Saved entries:
_ _ _ _ _

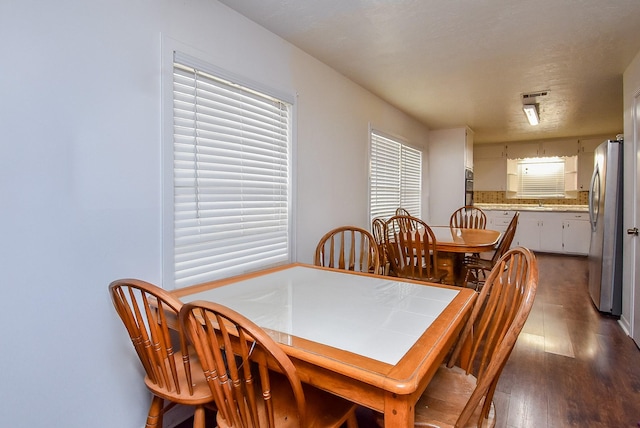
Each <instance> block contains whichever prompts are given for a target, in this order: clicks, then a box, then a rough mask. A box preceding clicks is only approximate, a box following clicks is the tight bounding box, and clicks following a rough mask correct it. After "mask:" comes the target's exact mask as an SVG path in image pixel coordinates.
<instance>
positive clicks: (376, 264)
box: [314, 226, 380, 274]
mask: <svg viewBox="0 0 640 428" xmlns="http://www.w3.org/2000/svg"><path fill="white" fill-rule="evenodd" d="M314 264H315V265H316V266H324V267H330V268H334V269H344V270H351V271H356V272H368V273H376V274H378V273H380V249H379V248H378V244H376V240H375V238H374V236H373V235H372V234H371V232H369V231H368V230H365V229H362V228H359V227H356V226H342V227H338V228H335V229H333V230H330V231H329V232H327V233H326V234H325V235H324V236H323V237H322V238H320V241H319V242H318V245H317V246H316V254H315V258H314Z"/></svg>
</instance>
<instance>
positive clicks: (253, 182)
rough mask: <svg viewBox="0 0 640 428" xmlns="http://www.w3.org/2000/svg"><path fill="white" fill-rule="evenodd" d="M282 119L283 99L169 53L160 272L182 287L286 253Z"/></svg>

_ _ _ _ _

* Task brief:
Edit the data above so that every "positive clicks" becomes "foreground clicks", keeping everything else the same. Leave the pictures out of your answer.

* Response:
Each <instance> block contains whichever prompts are given for a target, in this order: clicks, then a box, then a rough mask. A box preceding clicks is only approximate, a box following clicks is the tight bounding box, and clicks following a rough mask correct it. After "mask:" comes the target's exact mask as an SVG path in image pixel coordinates.
<instance>
foreground clicks: (376, 264)
box: [314, 226, 380, 274]
mask: <svg viewBox="0 0 640 428" xmlns="http://www.w3.org/2000/svg"><path fill="white" fill-rule="evenodd" d="M314 264H315V265H316V266H324V267H330V268H334V269H344V270H351V271H356V272H368V273H376V274H378V273H380V249H379V248H378V244H376V240H375V238H374V236H373V235H372V234H371V232H369V231H368V230H365V229H362V228H359V227H356V226H342V227H338V228H335V229H333V230H330V231H329V232H327V233H326V234H325V235H324V236H323V237H322V238H320V241H319V242H318V245H317V246H316V254H315V258H314Z"/></svg>
</instance>
<instance>
foreground clicks: (253, 182)
rough mask: <svg viewBox="0 0 640 428" xmlns="http://www.w3.org/2000/svg"><path fill="white" fill-rule="evenodd" d="M282 119L283 99L169 53L160 272L182 287L286 253Z"/></svg>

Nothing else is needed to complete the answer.